Répondez à ces questions d'après l'article sur l'attaque de l'église de Maradi :
1. À quelle distance de Niamey se trouve Maradi ?
2. À quel moment l'agression a-t-elle eu lieu ?
3. Qui préside l'Eglise évangélique de la République du Niger ?
--- ARTICLE ---
Une église protestante attaquée par des manifestants en colère

Niger: Vives tensions politiques

Niamey, 3 mai 1998 (APIC) L’église protestante de Maradi, localité située a plus de 600 km à l’est de Niamey, capitale du Niger, a été la cible des partisans de l’opposition qui manifestaient dernièrement pour exiger la démission du gouvernement. L’agression survenue à l’heure du culte dominical a occasionné d’importants dégâts matériels et fait un blessé. Des fidèles ont eu la vie sauve grâce à l’intervention de la police. Ces événements constituent un fait nouveau dans l’histoire de l’Eglise protestante du Niger qui s’est toujours démarquée du jeu politique du pays.

Mur brisé, portail démoli, motocycles endommagés, un ancien de paroisse grièvement blessé à l’oeil, tel est le bilan de l’attaque qui s’est produite lors des récentes manifestations. «Ces événements ne sont pas dirigés contre l’Eglise protestante. Mais des islamistes ont profité de la manifestation pour poser des actes répréhensibles», a affirmé au service de presse protestant (spp) le pasteur Harouna Labo, président de l’Eglise évangélique de la République du Niger (EERN).
--- DONNÉES DISPONIBLES ---
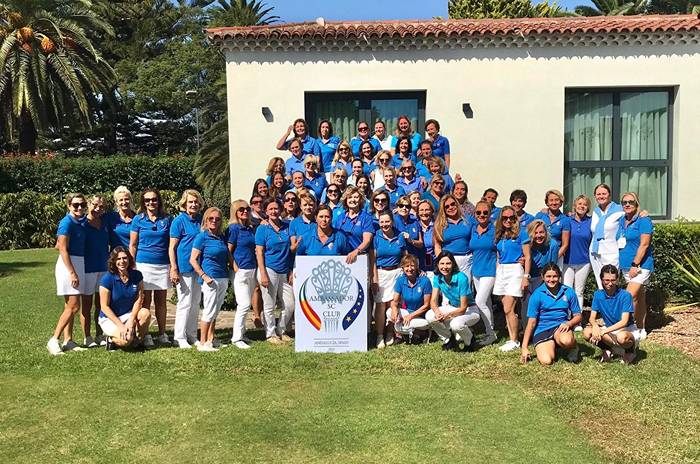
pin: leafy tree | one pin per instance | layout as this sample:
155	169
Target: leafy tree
51	73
---
RÉPONSE →
1. À plus de 600 km à l'est de Niamey.
2. À l'heure du culte dominical.
3. Le pasteur Harouna Labo.